A Poor Man's Master Cylinder Upgrade

Help please. I replaced my single pot master with a dual reservoir one from a 67. Couldn't get the brakes to bleed with a vacuum so I had my daughter help me pump. That seem to work good bleed with no bubbles. Went to try and back the car out of the drive way and had very little braking with the pedal mashed all the way to the floor. Pedal was not that firm but rather soft. Went to go check for leaks since ì replaced all the brake lines and saw that the master was leaking from the back where it mounts to the firewall.

NO doubt of it; you got a DEFECTIVE CHEAPO PRE-TARIFF PIECE DE MERDE! Go to Pirate Jack. HIS Bendix knockoffs work well, and LAST! MC1323 - 1960-1970 MOPAR A, B, E Body BENDIX 2660809 1" Bore Drum Brake Mopar Master Cylinder

I'M STILL USING the same master cylinder I purchased when I started this thread. I now drive a '68 ragtop Newport, which was equipped with power brakes, and had a leaky OLD booster, and a Dorman looking sort of master with the same sort of lid you got. Get the Pirate Jack master. They have decent stuff.
 
NO doubt of it; you got a DEFECTIVE CHEAPO PRE-TARIFF PIECE DE MERDE! Go to Pirate Jack. HIS Bendix knockoffs work well, and LAST! MC1323 - 1960-1970 MOPAR A, B, E Body BENDIX 2660809 1" Bore Drum Brake Mopar Master Cylinder

I'M STILL USING the same master cylinder I purchased when I started this thread. I now drive a '68 ragtop Newport, which was equipped with power brakes, and had a leaky OLD booster, and a Dorman looking sort of master with the same sort of lid you got. Get the Pirate Jack master. They have decent stuff.

Exercise 1:
Output the lines of the records word for word.
The records have no connection to the master cylinder discussion above.

Data listing:
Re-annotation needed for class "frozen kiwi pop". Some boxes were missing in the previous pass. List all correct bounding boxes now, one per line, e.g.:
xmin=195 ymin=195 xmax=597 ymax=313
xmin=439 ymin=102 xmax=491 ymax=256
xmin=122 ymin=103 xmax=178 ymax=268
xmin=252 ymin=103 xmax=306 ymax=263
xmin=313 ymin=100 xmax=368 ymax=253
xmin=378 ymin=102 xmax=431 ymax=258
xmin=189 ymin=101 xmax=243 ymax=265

Exercise 2:
Return the part of the master cylinder discussion starting at "Help please. I" and ending at "to the firewall.", word for word.

Written response 1:
Re-annotation needed for class "frozen kiwi pop". Some boxes were missing in the previous pass. List all correct bounding boxes now, one per line, e.g.:
xmin=195 ymin=195 xmax=597 ymax=313
xmin=439 ymin=102 xmax=491 ymax=256
xmin=122 ymin=103 xmax=178 ymax=268
xmin=252 ymin=103 xmax=306 ymax=263
xmin=313 ymin=100 xmax=368 ymax=253
xmin=378 ymin=102 xmax=431 ymax=258
xmin=189 ymin=101 xmax=243 ymax=265

Written response 2:
Help please. I replaced my single pot master with a dual reservoir one from a 67. Couldn't get the brakes to bleed with a vacuum so I had my daughter help me pump. That seem to work good bleed with no bubbles. Went to try and back the car out of the drive way and had very little braking with the pedal mashed all the way to the floor. Pedal was not that firm but rather soft. Went to go check for leaks since ì replaced all the brake lines and saw that the master was leaking from the back where it mounts to the firewall.